* [Required tasks]:
**A.** According to the discussion of kids and Roblox, how long do the commenter's kids play games on weekends?
**B.** Resume the discussion of kids and Roblox after its last sentence.

* [Document text]:
OP, I don't think you need to punish or address what he said further. But it does seem that setting limits around the game makes sense.


These games aren’t that different. It’s sort of like restricting beer but allowing whisky and wine. Friends and cousins drink beer, they talk about it. They drink microbrews, ipas. They compare, contrast, talk about their likes and dislikes. All the while you listen and watch. Beer takes on a certain fascination. Eventually, finally child gets a chance at beer and drinks as much as they can.

Why give a addictive substance at all to kids? If it were up to me no one would. 30 years ago, my parents took the no video game/tv route, and I learned that’s a terrible solution for reasons I won’t go into. Arbitrarily restricting one game that’s really no better or worse than the others may backfire also. My kids play an hr a day on weekends including Roblox, and they’re fine.


I don't understand how you can say Roblox is no better no worse. Roblox has teams of engineers whose primary job is to make the game more addictive for kids to play. It has a massive social component, and also a monetary/reward component tied to real money. Roblox is far more addictive - it is designed to be.

* [Data for analysis]:
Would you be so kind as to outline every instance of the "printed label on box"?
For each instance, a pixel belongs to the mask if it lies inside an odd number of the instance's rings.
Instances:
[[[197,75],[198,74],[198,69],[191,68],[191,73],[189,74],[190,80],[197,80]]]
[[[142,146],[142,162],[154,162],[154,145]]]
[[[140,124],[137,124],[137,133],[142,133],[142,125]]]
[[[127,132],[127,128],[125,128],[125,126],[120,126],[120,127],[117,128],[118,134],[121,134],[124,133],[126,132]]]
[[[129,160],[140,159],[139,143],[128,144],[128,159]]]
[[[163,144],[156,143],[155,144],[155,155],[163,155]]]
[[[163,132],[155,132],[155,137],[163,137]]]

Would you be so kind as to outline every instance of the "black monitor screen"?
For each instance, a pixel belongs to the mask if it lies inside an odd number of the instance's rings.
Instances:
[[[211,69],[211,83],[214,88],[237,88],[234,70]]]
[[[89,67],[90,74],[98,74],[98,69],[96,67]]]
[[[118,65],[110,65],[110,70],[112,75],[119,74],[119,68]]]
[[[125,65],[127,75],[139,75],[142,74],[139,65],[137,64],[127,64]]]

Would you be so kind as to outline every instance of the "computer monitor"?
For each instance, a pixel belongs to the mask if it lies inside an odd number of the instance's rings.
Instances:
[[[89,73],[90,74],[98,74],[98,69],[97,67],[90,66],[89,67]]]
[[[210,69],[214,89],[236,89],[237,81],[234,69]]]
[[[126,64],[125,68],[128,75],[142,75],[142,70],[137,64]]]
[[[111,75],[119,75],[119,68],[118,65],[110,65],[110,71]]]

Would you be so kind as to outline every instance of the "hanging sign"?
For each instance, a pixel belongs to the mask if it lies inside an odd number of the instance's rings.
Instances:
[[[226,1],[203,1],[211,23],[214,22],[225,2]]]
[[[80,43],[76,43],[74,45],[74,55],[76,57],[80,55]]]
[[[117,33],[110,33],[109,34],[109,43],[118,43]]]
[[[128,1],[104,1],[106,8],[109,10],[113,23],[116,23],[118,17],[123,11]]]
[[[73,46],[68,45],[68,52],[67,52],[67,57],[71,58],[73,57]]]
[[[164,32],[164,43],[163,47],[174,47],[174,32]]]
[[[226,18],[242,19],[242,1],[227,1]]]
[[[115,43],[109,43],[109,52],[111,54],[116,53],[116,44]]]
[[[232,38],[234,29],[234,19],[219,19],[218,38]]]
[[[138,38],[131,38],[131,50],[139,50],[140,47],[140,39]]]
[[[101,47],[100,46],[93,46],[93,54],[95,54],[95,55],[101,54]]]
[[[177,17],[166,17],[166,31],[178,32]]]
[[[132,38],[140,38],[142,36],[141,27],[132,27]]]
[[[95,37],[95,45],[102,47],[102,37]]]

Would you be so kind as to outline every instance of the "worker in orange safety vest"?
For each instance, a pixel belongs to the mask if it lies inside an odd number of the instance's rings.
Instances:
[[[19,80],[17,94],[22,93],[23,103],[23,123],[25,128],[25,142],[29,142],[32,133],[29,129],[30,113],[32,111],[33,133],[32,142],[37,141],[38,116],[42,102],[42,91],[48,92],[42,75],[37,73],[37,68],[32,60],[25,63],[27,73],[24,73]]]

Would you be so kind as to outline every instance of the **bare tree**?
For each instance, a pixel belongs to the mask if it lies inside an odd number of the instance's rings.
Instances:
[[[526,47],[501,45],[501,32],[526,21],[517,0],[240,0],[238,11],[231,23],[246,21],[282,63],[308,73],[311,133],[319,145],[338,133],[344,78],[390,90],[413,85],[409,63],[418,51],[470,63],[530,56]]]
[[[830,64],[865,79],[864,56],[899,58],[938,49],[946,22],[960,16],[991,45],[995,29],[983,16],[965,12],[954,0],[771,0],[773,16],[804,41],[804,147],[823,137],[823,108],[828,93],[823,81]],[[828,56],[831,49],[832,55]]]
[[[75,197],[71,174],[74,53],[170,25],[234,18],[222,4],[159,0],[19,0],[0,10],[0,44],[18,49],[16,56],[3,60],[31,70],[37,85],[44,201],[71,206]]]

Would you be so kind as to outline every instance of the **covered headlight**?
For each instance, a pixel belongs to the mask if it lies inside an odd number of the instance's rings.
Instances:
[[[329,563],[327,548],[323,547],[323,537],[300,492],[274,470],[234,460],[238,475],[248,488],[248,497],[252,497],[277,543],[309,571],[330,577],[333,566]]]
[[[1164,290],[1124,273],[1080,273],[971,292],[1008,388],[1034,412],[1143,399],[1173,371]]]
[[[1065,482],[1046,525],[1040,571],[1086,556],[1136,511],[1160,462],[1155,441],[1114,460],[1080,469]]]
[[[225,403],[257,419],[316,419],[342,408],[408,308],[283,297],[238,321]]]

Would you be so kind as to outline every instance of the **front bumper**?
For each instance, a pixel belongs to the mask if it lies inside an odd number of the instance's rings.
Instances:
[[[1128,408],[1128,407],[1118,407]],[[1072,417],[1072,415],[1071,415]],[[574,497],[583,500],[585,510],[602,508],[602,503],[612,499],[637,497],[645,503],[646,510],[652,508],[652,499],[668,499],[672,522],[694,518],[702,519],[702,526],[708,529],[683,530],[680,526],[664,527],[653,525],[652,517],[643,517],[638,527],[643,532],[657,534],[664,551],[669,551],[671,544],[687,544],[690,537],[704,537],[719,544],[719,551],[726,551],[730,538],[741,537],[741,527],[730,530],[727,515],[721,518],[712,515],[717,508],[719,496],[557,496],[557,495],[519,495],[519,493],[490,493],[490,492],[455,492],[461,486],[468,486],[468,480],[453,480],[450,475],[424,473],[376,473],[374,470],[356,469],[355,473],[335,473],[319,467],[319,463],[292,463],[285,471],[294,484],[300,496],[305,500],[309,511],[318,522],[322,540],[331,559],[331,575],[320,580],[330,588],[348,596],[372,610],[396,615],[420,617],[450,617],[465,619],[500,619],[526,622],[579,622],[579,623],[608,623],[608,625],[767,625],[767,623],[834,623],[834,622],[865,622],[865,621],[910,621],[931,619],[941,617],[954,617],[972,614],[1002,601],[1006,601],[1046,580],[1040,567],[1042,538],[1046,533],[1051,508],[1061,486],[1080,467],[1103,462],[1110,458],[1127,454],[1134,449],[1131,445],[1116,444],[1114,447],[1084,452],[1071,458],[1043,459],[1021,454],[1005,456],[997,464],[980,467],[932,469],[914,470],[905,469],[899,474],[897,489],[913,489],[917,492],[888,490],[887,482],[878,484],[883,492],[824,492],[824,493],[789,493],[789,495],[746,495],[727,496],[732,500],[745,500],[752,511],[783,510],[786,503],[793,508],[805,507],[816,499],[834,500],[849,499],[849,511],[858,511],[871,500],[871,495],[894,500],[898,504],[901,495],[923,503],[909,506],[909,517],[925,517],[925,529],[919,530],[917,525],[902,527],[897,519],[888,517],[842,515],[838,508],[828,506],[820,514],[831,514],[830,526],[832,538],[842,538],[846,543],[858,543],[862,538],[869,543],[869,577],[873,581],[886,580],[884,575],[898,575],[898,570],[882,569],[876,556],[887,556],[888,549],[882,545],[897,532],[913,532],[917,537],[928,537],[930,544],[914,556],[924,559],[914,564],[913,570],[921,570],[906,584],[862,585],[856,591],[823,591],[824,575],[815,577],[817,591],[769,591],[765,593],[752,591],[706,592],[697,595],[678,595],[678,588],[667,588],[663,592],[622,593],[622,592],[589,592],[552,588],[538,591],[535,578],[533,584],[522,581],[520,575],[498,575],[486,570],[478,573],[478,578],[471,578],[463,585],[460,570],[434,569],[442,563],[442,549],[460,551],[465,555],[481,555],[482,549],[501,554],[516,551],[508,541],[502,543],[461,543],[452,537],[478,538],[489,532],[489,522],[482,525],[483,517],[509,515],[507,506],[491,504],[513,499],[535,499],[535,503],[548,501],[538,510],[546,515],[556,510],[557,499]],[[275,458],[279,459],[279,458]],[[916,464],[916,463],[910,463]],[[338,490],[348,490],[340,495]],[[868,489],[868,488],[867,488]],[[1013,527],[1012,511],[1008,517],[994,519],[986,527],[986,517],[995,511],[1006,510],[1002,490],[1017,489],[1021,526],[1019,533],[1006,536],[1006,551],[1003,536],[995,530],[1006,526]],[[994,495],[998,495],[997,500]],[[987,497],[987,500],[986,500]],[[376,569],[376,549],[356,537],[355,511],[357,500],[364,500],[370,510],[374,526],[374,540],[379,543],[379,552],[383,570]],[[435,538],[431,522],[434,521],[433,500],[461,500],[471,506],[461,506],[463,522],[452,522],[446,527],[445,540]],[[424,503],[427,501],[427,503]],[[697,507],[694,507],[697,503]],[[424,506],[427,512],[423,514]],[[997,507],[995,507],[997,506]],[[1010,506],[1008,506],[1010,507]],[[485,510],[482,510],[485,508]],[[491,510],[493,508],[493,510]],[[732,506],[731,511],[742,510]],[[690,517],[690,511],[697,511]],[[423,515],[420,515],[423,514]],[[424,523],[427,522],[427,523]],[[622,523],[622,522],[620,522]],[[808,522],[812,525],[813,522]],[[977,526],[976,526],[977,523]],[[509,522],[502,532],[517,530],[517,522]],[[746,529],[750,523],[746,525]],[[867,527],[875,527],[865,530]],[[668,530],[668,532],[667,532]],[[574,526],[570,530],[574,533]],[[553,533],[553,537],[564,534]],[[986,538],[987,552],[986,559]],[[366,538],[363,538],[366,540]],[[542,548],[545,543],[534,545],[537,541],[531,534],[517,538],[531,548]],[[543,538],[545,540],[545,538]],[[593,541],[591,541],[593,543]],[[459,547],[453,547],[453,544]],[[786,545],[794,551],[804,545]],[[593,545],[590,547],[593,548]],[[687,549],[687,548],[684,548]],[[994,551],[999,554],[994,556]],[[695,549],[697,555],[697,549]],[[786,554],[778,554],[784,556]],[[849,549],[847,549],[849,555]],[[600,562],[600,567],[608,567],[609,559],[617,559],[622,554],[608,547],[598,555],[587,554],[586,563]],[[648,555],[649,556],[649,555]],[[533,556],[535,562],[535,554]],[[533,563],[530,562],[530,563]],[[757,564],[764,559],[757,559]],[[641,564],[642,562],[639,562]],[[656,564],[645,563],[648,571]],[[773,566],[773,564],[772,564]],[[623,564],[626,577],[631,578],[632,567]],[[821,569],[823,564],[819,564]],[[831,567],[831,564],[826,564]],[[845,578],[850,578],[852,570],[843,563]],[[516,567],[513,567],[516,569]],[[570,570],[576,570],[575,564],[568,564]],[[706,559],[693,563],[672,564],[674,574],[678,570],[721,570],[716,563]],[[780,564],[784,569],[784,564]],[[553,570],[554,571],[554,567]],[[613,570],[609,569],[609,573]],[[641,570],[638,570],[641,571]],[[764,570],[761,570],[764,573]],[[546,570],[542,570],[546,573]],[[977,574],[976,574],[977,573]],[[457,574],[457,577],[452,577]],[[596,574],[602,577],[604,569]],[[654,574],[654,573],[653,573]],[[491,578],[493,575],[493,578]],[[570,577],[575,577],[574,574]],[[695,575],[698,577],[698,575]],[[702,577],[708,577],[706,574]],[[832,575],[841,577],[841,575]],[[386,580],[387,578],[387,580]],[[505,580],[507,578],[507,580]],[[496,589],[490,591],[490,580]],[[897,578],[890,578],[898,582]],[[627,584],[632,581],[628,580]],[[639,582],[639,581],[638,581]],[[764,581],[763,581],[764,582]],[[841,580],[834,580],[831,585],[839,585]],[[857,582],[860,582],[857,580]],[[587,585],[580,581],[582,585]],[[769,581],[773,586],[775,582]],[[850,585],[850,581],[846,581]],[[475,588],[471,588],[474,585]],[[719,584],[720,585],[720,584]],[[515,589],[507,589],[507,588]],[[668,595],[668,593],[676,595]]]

* [Answers to the problems]:
**A.** An hour a day on weekends.

**B.**
You don’t think Lego and Microsoft/Minecraft have that too? Every video game company has staff hired to make the games more addictive. I think one benefit to Roblox is that it’s more of a platform and many of the game designers are individuals without big companies R&D funds behind them. Lego has a gigantic marketing team with a powerful brand strategy.
Anonymous
Man sometimes I look around at the world and am shocked by how people act. Then I come in here and understand. Some of y’all have the craziest ideas about parenting. Ignore your child threatening to murder you? Ok.
Anonymous
You definitely need to address the death threat.

Wtf?

It's a game and he threatened to kill you?

No, way. That's definitely a conversation and a reason for him to not play any games with any type of violence. Period. Not even minecraft.
Anonymous
Anonymous wrote:Man sometimes I look around at the world and am shocked by how people act. Then I come in here and understand. Some of y’all have the craziest ideas about parenting. Ignore your child threatening to murder you? Ok.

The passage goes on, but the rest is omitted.